Brief:
Quote all of the data that follows exactly as written, skipping the images.

— start —

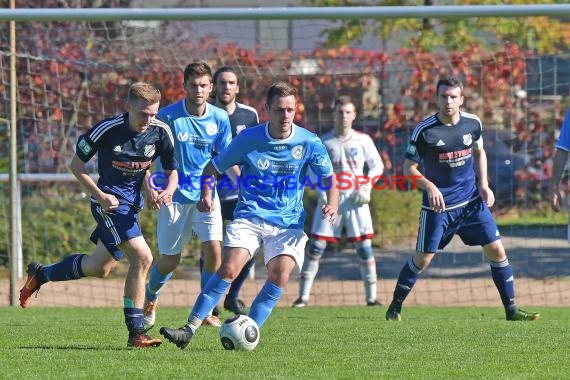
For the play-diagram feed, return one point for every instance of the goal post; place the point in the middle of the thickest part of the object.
(74, 65)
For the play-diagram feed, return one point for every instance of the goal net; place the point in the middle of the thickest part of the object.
(71, 74)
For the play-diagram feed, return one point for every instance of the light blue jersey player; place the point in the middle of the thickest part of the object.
(456, 197)
(199, 130)
(274, 159)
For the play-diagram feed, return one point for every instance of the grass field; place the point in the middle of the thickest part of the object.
(311, 343)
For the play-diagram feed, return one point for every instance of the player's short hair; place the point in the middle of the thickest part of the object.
(280, 90)
(451, 82)
(343, 100)
(144, 91)
(197, 69)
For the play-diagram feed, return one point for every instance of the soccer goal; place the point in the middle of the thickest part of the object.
(74, 65)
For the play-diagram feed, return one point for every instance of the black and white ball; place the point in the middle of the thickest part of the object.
(239, 332)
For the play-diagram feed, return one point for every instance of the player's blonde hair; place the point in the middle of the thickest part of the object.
(144, 91)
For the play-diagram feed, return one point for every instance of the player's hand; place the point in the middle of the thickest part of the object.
(487, 195)
(205, 205)
(435, 198)
(361, 196)
(330, 212)
(556, 197)
(109, 202)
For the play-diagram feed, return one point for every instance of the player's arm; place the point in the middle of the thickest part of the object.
(435, 198)
(107, 201)
(480, 158)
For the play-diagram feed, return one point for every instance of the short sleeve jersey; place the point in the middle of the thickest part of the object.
(273, 173)
(197, 138)
(446, 153)
(124, 155)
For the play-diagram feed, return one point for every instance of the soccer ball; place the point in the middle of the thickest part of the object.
(239, 332)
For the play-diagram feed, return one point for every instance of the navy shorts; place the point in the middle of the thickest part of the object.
(474, 224)
(115, 227)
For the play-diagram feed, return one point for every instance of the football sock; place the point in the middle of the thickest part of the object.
(208, 298)
(406, 280)
(237, 283)
(368, 269)
(67, 269)
(503, 277)
(155, 282)
(264, 303)
(311, 267)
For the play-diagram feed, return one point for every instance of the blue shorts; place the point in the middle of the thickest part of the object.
(115, 227)
(474, 224)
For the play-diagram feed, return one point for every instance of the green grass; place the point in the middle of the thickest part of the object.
(311, 343)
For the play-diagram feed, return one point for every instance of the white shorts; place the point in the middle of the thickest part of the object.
(177, 223)
(355, 219)
(256, 233)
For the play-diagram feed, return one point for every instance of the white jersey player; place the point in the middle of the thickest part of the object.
(350, 152)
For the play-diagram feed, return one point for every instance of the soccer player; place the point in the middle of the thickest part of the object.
(456, 197)
(350, 151)
(226, 87)
(200, 129)
(126, 145)
(560, 158)
(274, 157)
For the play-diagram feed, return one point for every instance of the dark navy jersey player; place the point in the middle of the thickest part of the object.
(456, 197)
(126, 145)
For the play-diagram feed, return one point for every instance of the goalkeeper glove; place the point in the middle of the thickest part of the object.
(361, 196)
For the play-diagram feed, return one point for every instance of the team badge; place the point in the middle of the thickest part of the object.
(263, 164)
(211, 129)
(297, 152)
(149, 150)
(84, 146)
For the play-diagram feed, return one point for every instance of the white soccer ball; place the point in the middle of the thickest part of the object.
(239, 332)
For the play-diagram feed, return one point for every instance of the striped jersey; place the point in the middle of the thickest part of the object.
(124, 155)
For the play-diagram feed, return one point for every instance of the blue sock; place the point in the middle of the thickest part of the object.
(134, 320)
(213, 291)
(406, 280)
(155, 283)
(67, 269)
(240, 279)
(264, 303)
(503, 278)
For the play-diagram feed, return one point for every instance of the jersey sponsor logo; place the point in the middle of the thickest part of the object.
(263, 164)
(240, 128)
(298, 152)
(84, 146)
(182, 136)
(149, 150)
(211, 129)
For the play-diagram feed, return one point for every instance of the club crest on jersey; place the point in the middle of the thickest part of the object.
(211, 129)
(297, 152)
(263, 164)
(182, 137)
(84, 146)
(149, 150)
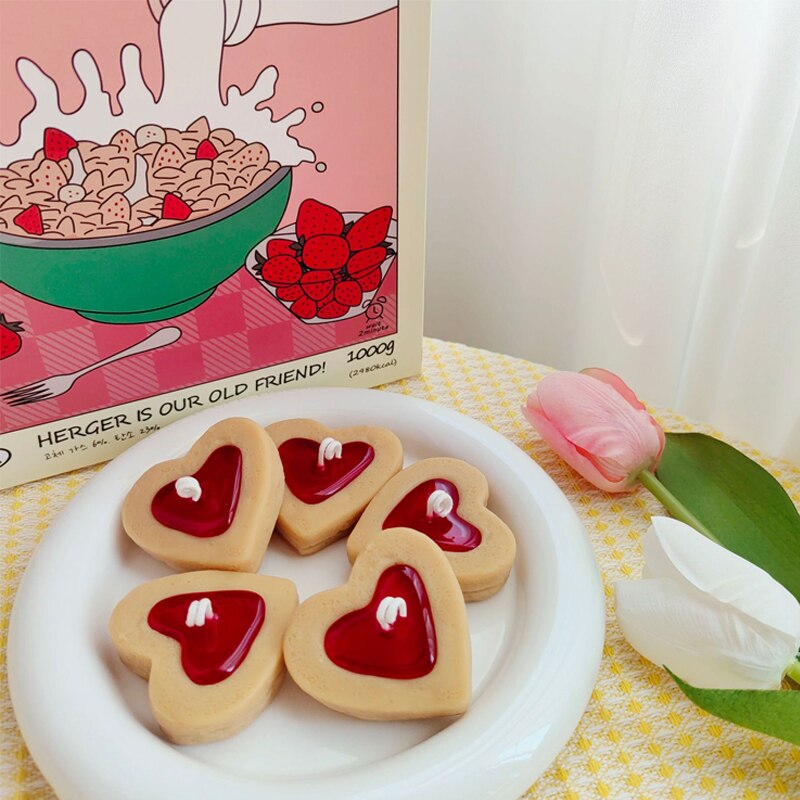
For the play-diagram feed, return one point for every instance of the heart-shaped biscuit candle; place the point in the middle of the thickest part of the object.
(216, 507)
(210, 644)
(331, 476)
(393, 642)
(445, 499)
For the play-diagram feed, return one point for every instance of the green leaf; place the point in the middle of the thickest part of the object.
(776, 713)
(738, 501)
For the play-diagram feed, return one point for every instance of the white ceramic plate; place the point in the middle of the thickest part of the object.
(536, 644)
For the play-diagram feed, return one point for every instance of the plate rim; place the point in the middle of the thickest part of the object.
(528, 746)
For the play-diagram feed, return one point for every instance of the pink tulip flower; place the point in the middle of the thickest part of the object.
(598, 426)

— end —

Exercise answer:
For the play-diagram feed, return one point for every instance of the goal post; place the point in the middle of the thickest part of the object.
(74, 65)
For the play-diagram feed, return one point for every instance of the goal net; place the point in the middle of the thickest part of the object.
(71, 74)
For the play-diagram feed, return one point for every instance of the light blue jersey player; place the point in the middle of the thickest part of the object.
(456, 197)
(199, 130)
(274, 159)
For the play-diagram feed, return one point for every instance of the grass field; place the point in the middle of the thickest part of the object.
(311, 343)
For the play-diagram feed, return one point for every instance of the player's short hair; place the point in the middle of the thickest part of the object.
(280, 90)
(451, 82)
(343, 100)
(144, 91)
(197, 69)
For the play-diagram feed, return one point for every instance of the soccer goal; place the point in the middle of the thickest part of the object.
(74, 65)
For the play-diagram feed, return one point for every instance of the black and white ball; place the point in the middle of the thickest part of the object.
(239, 332)
For the play-diagram feed, return one point for every instance of the player's blonde hair; place the point in the middle of the thickest part of the object.
(144, 91)
For the play-diagram feed, return one point for every instance of the player's hand; place the point in the middle of the thickest part of the object.
(487, 195)
(205, 205)
(435, 198)
(361, 196)
(330, 212)
(556, 197)
(109, 202)
For the play-diagram feed, return one point for every instance of the player's arm; place the point in the middle of the thickest part of the object.
(435, 198)
(107, 201)
(480, 158)
For the play-diagram feed, return one point for every instance of the short sleeve jersey; place the point in the middle of the thickest part of the object.
(273, 173)
(197, 138)
(446, 153)
(124, 155)
For the play-diagram feed, return one point for every instance of the soccer ball; place the point in the middle of the thickest part of the object.
(239, 332)
For the play-diagram feed, return one point for every instance of the navy shorts; place the point in the middle of the thickest part of the object.
(474, 224)
(115, 227)
For the play-diagram feed, return one point for every instance of the football sock; place the point in the middle of the thickest part of the object.
(208, 298)
(406, 280)
(237, 283)
(368, 269)
(67, 269)
(503, 277)
(155, 282)
(264, 303)
(311, 267)
For the play-diagram feed, return one point for every instance of the blue shorts; place the point in the middle of the thickest part of the object.
(115, 227)
(474, 224)
For the play-diagram feed, return one point for every instance of the green grass; place the point in the middle of the thickest part of the object.
(311, 343)
For the play-diagram feed, return one point for every instance of the white shorts; place the point in the middle of the thickest part of the object.
(177, 223)
(355, 219)
(256, 233)
For the play-diagram feed, return one point for every instance of the white jersey player; place the point in the middle of the thickest part of the object.
(350, 152)
For the play-diagram feed, return one point for every instance of the soccer player; place the point in the middle of the thickest part of the object.
(456, 197)
(350, 151)
(226, 87)
(200, 129)
(126, 145)
(560, 158)
(274, 157)
For the play-diagram feed, return one point for every instance of the dark navy jersey player; place the point in the middle of the thickest part of the object.
(456, 197)
(126, 145)
For the play-diagram feed, return one point for every instance of the goalkeeper glove; place the point in the middle of the thickest part of the object.
(361, 196)
For the play-diagram feed, return one point for every instance of the team badge; place the point in the middle of the thickest part of the object.
(263, 164)
(211, 129)
(297, 152)
(149, 150)
(84, 146)
For the play-diagram feed, return one point for every instance of the white soccer ball; place the point in the middle of the thickest part of the object.
(239, 332)
For the play-diagram feed, return one point for every instance of the striped jersey; place the point in the middle of the thickest part of the object.
(124, 155)
For the play-diagram feed, return one point for every instance of the blue sock; place the point in the middle of the thickest part of the object.
(134, 320)
(213, 291)
(406, 280)
(155, 283)
(67, 269)
(240, 279)
(264, 303)
(503, 278)
For the play-diagram feed, return one point for every instance of the jersey sponsor logo; place the point in the middle of the thickest part of the object.
(263, 164)
(240, 128)
(298, 152)
(84, 146)
(182, 136)
(149, 150)
(211, 129)
For the play-diagram feed, return one point for every instance of the club crest on jersey; place the point in the middle of the thickest part of the object.
(211, 129)
(297, 152)
(263, 164)
(182, 137)
(84, 146)
(149, 150)
For the play-diagram feed, return one point for every instance of the heart-shaped biscuit candle; place the point in the middle of the thickest part of the object.
(216, 507)
(210, 644)
(331, 476)
(393, 642)
(445, 499)
For the play-diagram feed, return one point for every instance of the green leaf; place the point in the middle of the thickest part of the object.
(776, 713)
(738, 501)
For the play-diagram feed, return one point for every instance of the white ceramic plate; place the point in the middle of the thickest part of the object.
(536, 644)
For the play-diagram feed, return one point for every instance of the plate rim; place the point in the middle of the thickest part of the object.
(528, 746)
For the play-diagram feed, return one point for every instance of the pink tulip flower; place the point in the middle of the thickest part of the object.
(598, 426)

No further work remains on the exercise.